> [TEXTO FORNECIDO]
+++

Juazeiro do Norte O centenário de uma das grandes personalidades caririenses será lembrado em Juazeiro do Norte, com evento realizado por meio da Comissão do Centenário da cidade. A escritora e uma das grandes estudiosas sobre a vida de José Joaquim Telles Marrocos, Luitigarde Barros, estará em Juazeiro para realizar palestra, no dia 14 de agosto. José Marrocos foi professor e jornalista, um autodidata de notória inteligência, segundo o presidente da Comissão do Centenário, Geraldo Barbosa. Falava e escrevia em cinco idiomas. Era primo de Padre Cícero e um dos grandes defensores dos fatos extraordinários de Juazeiro, envolvendo a beata Maria de Araújo e Padre Cícero. Uma das figuras polêmicas da cidade, chegou a fundar o jornal O Rebate e passou a defender a emancipação política de Juazeiro. Morreu em 1910 sem que visse Juazeiro independente do Crato. A emancipação só ocorreu um ano depois, em 1911.
Pesquisador da História de Juazeiro do Norte, o professor Renato Casimiro afirma que todos os momentos referidos na crônica histórica cearense, com respeito à vida e lutas de José Joaquim Telles Marrocos, "são plenos de fatos e narrativas que nos mostram um personagem fascinante, intrigante e profundamente rico de elementos típicos dos heróis anônimos que construíram nossa história".
Segundo o pesquisador, ele ficou conhecido por ter sido a cabeça extraordinária destes instantes onde se construiu parte da imprensa e da cidadania do Estado e da civilização do Cariri, vivendo episódios memoráveis por onde passou.
Renato Casimiro lembra da edição de "O Rebate", de 21 de agosto de1910, que prestava homenagem ao seu fundador. José Marrocos estava em Joazeiro para preparar a abertura inaugural da Sociedade "Beneficência Pública", que funcionaria anexo ao seu Colégio "O Pedagógico", junto à Igreja de Nossa Senhora das Dores. Ajudara-lhe a educadora Izabel Montezuma da Luz. Após o almoço, depois de uma breve conversa, Marrocos volta para seus aposentos no Colégio, toma um café servido por Izabel e repousa. Não teria permanecido aí mais que 30 minutos e, depois, entra em agonia e falece.

+++

> [DADOS PARA USO]

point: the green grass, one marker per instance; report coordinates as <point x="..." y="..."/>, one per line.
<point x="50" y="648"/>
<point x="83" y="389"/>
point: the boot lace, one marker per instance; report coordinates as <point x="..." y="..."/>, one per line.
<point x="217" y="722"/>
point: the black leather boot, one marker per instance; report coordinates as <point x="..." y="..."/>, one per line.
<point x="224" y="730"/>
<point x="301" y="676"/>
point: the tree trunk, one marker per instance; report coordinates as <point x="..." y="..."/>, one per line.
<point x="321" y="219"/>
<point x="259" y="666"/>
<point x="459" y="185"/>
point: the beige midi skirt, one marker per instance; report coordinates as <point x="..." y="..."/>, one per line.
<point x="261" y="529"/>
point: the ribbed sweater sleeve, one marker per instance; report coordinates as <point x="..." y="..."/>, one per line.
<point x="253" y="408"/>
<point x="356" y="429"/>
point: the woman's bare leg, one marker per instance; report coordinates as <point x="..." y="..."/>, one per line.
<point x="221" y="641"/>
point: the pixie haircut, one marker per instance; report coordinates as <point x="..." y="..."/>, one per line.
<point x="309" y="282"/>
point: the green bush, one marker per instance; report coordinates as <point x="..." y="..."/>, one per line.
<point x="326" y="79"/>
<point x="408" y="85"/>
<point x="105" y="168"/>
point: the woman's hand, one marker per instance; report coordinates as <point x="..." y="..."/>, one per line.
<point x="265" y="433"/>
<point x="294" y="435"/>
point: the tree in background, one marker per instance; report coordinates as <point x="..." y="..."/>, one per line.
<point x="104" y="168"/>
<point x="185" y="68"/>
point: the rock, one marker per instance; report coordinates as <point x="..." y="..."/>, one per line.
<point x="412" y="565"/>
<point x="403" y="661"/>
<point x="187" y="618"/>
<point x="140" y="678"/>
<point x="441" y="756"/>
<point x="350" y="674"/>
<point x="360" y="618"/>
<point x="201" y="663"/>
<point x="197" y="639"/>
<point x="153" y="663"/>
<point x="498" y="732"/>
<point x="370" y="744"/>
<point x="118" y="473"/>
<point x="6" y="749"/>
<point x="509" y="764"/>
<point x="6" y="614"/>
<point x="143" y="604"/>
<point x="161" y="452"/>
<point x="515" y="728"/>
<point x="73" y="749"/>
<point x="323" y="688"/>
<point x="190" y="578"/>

+++

> [TAREFAS A REALIZAR]
**1)** Extraia do texto sobre José Marrocos o trecho entre "Segundo o pesquisador, ele" e "agonia e falece.", incluindo esses dois extremos.
**2)** Ao contar as linhas da listagem, quantas trazem a palavra "tree"? Responda só com o número.

> [RESULTADOS ESPERADOS]
**1)**
Segundo o pesquisador, ele ficou conhecido por ter sido a cabeça extraordinária destes instantes onde se construiu parte da imprensa e da cidadania do Estado e da civilização do Cariri, vivendo episódios memoráveis por onde passou.
Renato Casimiro lembra da edição de "O Rebate", de 21 de agosto de1910, que prestava homenagem ao seu fundador. José Marrocos estava em Joazeiro para preparar a abertura inaugural da Sociedade "Beneficência Pública", que funcionaria anexo ao seu Colégio "O Pedagógico", junto à Igreja de Nossa Senhora das Dores. Ajudara-lhe a educadora Izabel Montezuma da Luz. Após o almoço, depois de uma breve conversa, Marrocos volta para seus aposentos no Colégio, toma um café servido por Izabel e repousa. Não teria permanecido aí mais que 30 minutos e, depois, entra em agonia e falece.

**2)** 2